**What to work on:**
A. According to the passage on overwintering cacti and succulents, what room temperature suits keeping cacti in total darkness for the winter?
B. What pieces of advice does the passage on overwintering cacti and succulents give to readers in the moderate watering camp? List all of them.
C. Pick up the passage on overwintering cacti and succulents after its final sentence and carry it further.

**Provided passage:**
# # # # #
Bring the cacti and succulents inside. Since you are forcing dormancy you will want to keep them at a fairly cool temperature. But here our member’s strategies tend to differ.
- Cacti can be kept in total darkness for the winter if the room temperature is cold, say around 45 – 55°F and water entirely withheld during the winter. This is an extreme strategy but it works for some members.
- A more “moderate” strategy is to place them in an unheated room (like a garage) that receives some light and water the plants infrequently: every month or so.
If you are in the moderate watering camp, don’t despair if you don’t have an unheated room but do be sparing with water. And by all means be cautious about placing the plants on a window sill in direct sunlight during the forced dormancy –– the winter sun can be blazingly hot and with the low sun angle you risk burning the plants, or worse.
# # # # #
**Supplied data:**
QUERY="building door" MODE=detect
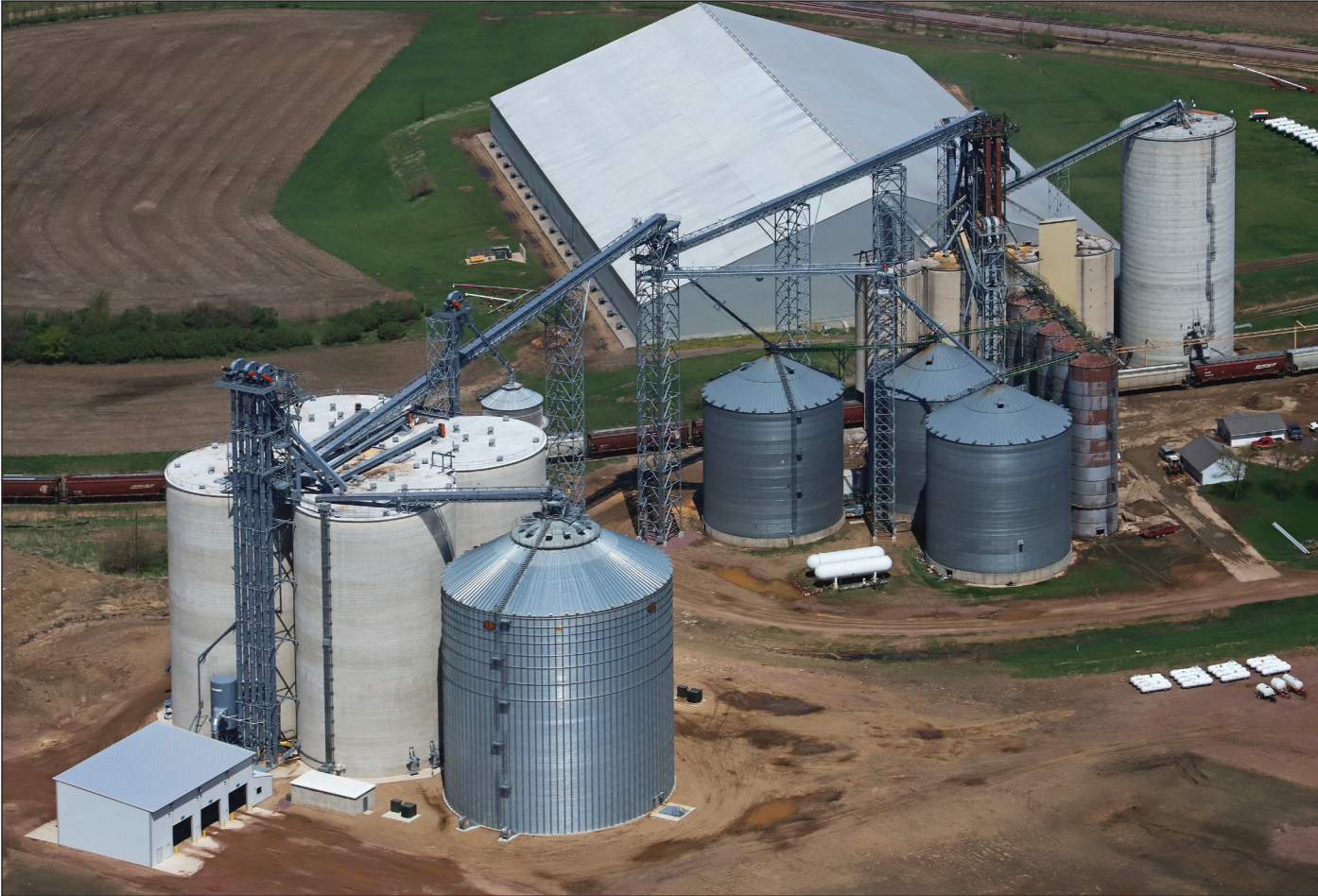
# # # # #
**Outputs in order:**
A. Around 45–55°F.

B.
- Don't despair if you don't have an unheated room.
- Be sparing with water.
- Be cautious about placing the plants on a window sill in direct sunlight during the forced dormancy.

C.
Water when the soil is well and truly dry. Your watering strategy depends on the type of soil mixture you are using and whether or not the root mass fills the pot. If the mixture contains peat or some other material that becomes hydrophobic (resistant to water) when it dries, then top-down watering is not going to be effective: the water will simply run down the sides and out the bottom of the pot. Bottom-up watering will be more effective in this case: set the pot in a saucer or pot of water so that the water can wick up upwards until the soil is re-hydrated. If the soil is not hydrophobic when dry then top-down watering works just fine. Water until it starts to run out the bottom of the pot. With either method, don’t let the pot stand in water for long after the soil has re-hydrated.
If you are a winter waterer, remember that you are only trying to prevent the roots from getting completely desiccated for a prolonged period of time.
And a final note: non-cacti succulents will probably need somewhat more frequent winter watering than cacti.